> _Supplied passage_

○ ○ ○ ○ ○

The other day, my friend Patrick texted me, asking, “Vacation looks amazing, but scale 1-10, how exhausted are you?!” I responded with only a number.
This vacation is kicking my ass.
I get it. “Cry me a river with your 8-week RV bonanza, bro! You’re crazy lucky to be able to take a trip like that.” It’s not lost on me. We’re blessed. We’re making life-long memories, and were it not for career risks I took in my 20’s, we likely wouldn’t be in a position to be able to make this work. We are loving this time together, and don’t take it for granted.
You think of 8-weeks on the road in an RV, and you envision a lot of downtime, maybe sitting in a camping chair by the fire pit, cozied up and reading a book at dusk, the sweet melody of your children’s laughter in the distance as they frolic about cheerfully, passing the time together playing catch and made-up games.

○ ○ ○ ○ ○

> _Data provided_

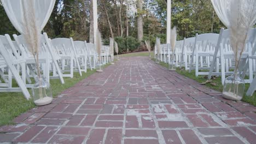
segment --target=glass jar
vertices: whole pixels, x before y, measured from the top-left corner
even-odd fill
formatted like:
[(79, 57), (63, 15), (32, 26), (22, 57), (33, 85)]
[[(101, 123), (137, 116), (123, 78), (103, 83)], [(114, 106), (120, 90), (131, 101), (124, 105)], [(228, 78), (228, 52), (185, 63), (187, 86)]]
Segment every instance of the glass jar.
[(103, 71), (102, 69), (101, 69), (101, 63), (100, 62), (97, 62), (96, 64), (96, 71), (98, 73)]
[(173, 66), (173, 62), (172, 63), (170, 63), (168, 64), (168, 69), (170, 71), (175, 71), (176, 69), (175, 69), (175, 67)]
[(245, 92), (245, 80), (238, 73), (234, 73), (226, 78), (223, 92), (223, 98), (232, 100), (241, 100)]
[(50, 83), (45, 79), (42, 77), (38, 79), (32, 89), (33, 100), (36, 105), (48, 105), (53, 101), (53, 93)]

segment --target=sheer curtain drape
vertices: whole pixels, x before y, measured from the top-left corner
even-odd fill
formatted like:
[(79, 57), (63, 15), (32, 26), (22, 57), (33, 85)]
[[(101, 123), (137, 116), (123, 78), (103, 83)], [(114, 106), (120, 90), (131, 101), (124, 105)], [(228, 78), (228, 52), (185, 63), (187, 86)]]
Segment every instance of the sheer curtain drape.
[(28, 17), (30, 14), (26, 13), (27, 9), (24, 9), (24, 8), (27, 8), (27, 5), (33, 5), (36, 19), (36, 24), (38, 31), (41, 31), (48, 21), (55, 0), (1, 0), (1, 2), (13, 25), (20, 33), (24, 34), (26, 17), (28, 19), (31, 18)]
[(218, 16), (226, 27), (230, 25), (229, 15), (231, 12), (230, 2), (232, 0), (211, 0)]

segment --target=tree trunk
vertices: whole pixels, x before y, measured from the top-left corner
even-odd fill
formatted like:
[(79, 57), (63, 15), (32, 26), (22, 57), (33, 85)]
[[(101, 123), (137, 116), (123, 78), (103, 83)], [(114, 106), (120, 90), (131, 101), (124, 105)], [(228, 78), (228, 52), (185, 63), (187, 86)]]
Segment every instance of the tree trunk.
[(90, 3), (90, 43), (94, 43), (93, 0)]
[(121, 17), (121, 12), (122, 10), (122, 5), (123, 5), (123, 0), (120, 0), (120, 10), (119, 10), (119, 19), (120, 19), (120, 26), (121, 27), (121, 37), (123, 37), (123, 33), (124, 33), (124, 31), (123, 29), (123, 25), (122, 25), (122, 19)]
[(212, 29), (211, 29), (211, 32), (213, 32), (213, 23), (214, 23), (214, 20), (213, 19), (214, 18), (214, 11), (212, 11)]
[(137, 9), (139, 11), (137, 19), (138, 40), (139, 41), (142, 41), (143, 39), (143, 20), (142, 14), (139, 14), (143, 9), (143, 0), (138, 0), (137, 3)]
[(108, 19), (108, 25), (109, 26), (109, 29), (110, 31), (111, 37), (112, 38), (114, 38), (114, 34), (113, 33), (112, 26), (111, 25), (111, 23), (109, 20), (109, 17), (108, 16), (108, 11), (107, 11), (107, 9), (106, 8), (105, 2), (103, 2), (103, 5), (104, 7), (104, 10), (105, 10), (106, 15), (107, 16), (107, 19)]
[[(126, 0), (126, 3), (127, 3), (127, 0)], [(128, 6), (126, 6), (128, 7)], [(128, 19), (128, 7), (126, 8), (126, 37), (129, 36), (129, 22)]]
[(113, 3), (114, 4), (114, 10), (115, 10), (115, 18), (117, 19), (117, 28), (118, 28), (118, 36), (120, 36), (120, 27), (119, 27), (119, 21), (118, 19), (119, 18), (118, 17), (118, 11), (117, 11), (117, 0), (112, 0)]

○ ○ ○ ○ ○

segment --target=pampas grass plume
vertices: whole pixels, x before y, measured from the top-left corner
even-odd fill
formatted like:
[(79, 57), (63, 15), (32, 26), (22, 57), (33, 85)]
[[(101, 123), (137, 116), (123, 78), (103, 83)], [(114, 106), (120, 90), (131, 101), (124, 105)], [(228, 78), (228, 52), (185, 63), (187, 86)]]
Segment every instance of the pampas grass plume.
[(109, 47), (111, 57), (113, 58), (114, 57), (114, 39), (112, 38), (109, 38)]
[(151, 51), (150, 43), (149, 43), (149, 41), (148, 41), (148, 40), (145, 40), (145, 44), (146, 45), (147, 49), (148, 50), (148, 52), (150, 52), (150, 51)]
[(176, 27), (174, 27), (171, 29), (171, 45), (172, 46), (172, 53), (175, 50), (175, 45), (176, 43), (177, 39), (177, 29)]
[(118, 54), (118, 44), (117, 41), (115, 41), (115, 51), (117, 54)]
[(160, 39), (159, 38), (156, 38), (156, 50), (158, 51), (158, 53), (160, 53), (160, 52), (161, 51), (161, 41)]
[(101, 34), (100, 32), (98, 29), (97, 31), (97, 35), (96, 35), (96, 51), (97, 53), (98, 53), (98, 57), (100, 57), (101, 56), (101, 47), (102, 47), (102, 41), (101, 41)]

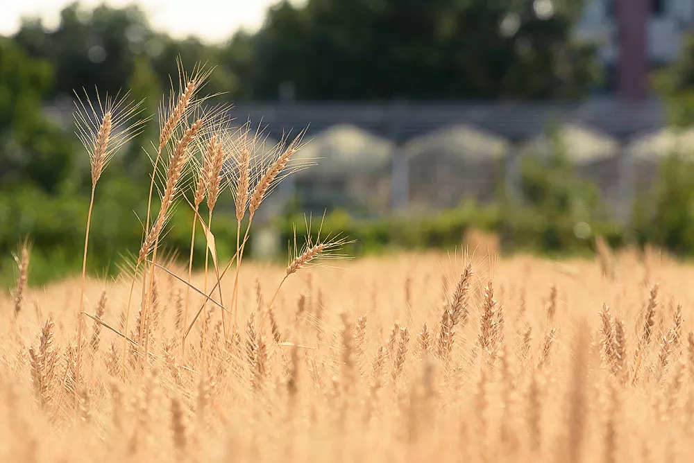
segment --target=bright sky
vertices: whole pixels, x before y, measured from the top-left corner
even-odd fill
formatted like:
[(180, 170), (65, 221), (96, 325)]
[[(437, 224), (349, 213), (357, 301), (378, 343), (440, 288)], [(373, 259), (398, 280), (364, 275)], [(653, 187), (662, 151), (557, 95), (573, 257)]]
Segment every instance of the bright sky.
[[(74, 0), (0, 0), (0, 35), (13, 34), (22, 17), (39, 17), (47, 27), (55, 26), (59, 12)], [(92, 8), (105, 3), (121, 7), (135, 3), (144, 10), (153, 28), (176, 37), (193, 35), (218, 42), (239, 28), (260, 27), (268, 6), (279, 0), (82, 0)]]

○ ○ ○ ○ ○

> _Work to do_
Shorten the paragraph that opens "I get it." in the RV vacation text above, keeping its main facts.

> _Reply to the exercise_
Others may scoff at complaints about an 8-week RV trip and call the family lucky. The writer agrees that they are blessed and are making lifelong memories, and credits career risks taken in their 20s with making the trip possible. They are loving the time together and don't take it for granted.